### ЗАДАНИЯ
(A) Повторите дословно фрагмент интервью о русском Севере между словами "Конечно, сейчас, слава" и "Это огромная работа." включительно.
(B) Почему, согласно интервью о русском Севере, люди когда-то заселили северные пространства? Ответьте в одном–трех предложениях.
(C) Какого старца цитируют в интервью о русском Севере, приводя слова о том, что церковь может возродиться, а деревня — никогда?
--- СТАТЬЯ ---
Огромная благодарность отцу Димитрию и команде проекта dmitrysmirnov.ru за помощь в организации интервью!
— Отец Дмитрий! Русский Север находится в сложном состоянии, как и вся Россия. Деревня умирает, и в основном люди старшего поколения еще остаются в деревнях. Эти люди, бабушки — фактически брошены. Для меня русский север и эти люди — родное, потому что детство мое прошло в Вологодской области, в деревне. Как церковь может помочь этим людям в деревнях? Как, на Ваш взгляд, можно пробудить людей от сна безразличия?
Конечно, сейчас, слава Богу, в Вологде стали происходить какие-то изменения к лучшему: верующим передали Воскресенский Собор, стали восстанавливать церкви в Вологде. Это огромная работа.
— Я это знаю, и этому радуюсь. Вообще, Вологду очень люблю. Все, что с этим связано; это юг нашего севера, Русской Фиваиды. Но, как говорил один замечательный старец — отец Павел Груздев, «церковь может возродиться, деревня — никогда; как не может возродиться труп». Это человеческими усилиями невозможно. Человек уезжает из деревни от того, что там невыносимо жить. А вернуться из города в деревню для очень тяжелого труда… Вообще, русская деревенская жизнь, особенно на севере — каждая семья — это семья героев. Так, собственно, оно и было. Потому что как был колонизирован русский север, вот эти пространства? Это потому что вытесняли монголы с юга. Люди уходили, в силу своего мирного характера, чтобы сохранить себя, своих детей, свои семьи. И таким образом возник Кирилло-Белозерский монастырь и вся прочая красота, которую они построили. И, самое главное, — возникло русское деревянное церковное зодчество, ошметки которого мы можем наблюдать. И любой грамотный архитектор, который это изучал, может вообразить, как это было до того, как время, за триста лет, в отдельных случаях, единичных, за четыреста, что оно совершило с этим дивным творением человеческих рук.
Во-первых, почему я так уверенно говорю: это произойдёт, если та тенденция нашей жизни народной, которая сейчас сохраняется, еще будет. Мы старый народ. Чтобы возродить деревню, средний возраст россиянина должен быть десять лет. Наша страна должна быть страной молодежи. Которая поедет в деревню, и будет добывать из земли и полей вологодское масло… Это совершенно нереально. Зачем? Когда можно из пальмового масла все делать. Зачем огромные труды, когда можно питаться всякой гадостью, запивать это все Фантой, и, так сказать, грызть чипсы.
Вот ребенку предложи что-нибудь: вот, например, картофель с подсолнечным маслом. И рядом положи чипсы и пепси-колу. Что ребенок предпочтет? Это же понятно. Так что люди сами хотят травиться, хотят играть. Но не хотят трудиться. Потому что, чтобы достать из земли молоко, масло, творог, сметану, в которой ложка стоит, нужно приложить огромный труд. Надо рано вставать, нет никаких выходных.
Потом, что такое север? Это комары летят — телогрейку повесил, а она висит в воздухе. Каждый труд сопряжен еще с тем, что тебе мешают насекомые, бесконечные моросящие дожди. Причем, даже не искупаешься — вода холодная. Чтобы рыбу достать из воды, нужно реки очистить от коряг.
--- СПИСОК ЗАПИСЕЙ ---
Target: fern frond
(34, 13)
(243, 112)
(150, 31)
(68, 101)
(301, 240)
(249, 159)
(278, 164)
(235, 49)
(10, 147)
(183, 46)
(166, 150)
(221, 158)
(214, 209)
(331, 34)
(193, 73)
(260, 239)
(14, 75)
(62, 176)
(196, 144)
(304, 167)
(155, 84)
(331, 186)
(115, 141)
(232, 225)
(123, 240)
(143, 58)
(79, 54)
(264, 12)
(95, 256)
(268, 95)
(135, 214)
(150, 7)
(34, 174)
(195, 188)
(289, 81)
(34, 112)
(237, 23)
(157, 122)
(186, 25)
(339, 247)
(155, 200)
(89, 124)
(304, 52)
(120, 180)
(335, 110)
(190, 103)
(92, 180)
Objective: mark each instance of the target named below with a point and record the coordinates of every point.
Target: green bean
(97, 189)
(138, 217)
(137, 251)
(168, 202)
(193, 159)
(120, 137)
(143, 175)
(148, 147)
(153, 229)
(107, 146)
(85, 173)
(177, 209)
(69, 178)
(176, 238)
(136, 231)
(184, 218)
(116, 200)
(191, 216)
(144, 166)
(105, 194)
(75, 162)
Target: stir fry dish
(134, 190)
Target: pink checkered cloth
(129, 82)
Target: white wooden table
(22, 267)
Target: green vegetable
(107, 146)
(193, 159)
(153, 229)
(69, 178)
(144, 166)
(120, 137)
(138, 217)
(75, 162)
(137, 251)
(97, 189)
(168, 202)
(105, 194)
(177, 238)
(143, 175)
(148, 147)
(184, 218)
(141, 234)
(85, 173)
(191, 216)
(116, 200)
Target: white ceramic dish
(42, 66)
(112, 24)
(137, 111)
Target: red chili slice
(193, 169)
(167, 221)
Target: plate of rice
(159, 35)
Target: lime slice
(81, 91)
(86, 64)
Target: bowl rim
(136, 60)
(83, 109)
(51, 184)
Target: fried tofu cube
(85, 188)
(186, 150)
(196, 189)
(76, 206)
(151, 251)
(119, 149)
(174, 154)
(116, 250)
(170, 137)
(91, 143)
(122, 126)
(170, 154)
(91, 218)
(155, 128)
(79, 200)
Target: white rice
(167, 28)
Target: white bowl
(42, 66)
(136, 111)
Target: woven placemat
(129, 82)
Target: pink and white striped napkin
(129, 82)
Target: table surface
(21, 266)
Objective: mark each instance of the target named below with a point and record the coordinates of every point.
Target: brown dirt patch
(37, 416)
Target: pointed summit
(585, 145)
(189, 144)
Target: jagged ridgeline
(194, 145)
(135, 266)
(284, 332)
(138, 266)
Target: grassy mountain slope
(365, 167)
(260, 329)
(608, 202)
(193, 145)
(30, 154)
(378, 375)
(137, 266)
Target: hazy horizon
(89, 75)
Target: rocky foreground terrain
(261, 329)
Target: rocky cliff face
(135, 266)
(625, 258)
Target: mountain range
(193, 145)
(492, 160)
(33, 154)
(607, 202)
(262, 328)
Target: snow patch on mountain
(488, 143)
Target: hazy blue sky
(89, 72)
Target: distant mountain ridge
---
### ОТВЕТЫ К ЗАДАНИЯМ
(A)
Конечно, сейчас, слава Богу, в Вологде стали происходить какие-то изменения к лучшему: верующим передали Воскресенский Собор, стали восстанавливать церкви в Вологде. Это огромная работа.

(B) Людей вытесняли с юга монголы. В силу своего мирного характера они уходили на север, чтобы сохранить себя, своих детей и свои семьи.

(C) Отца Павла Груздева.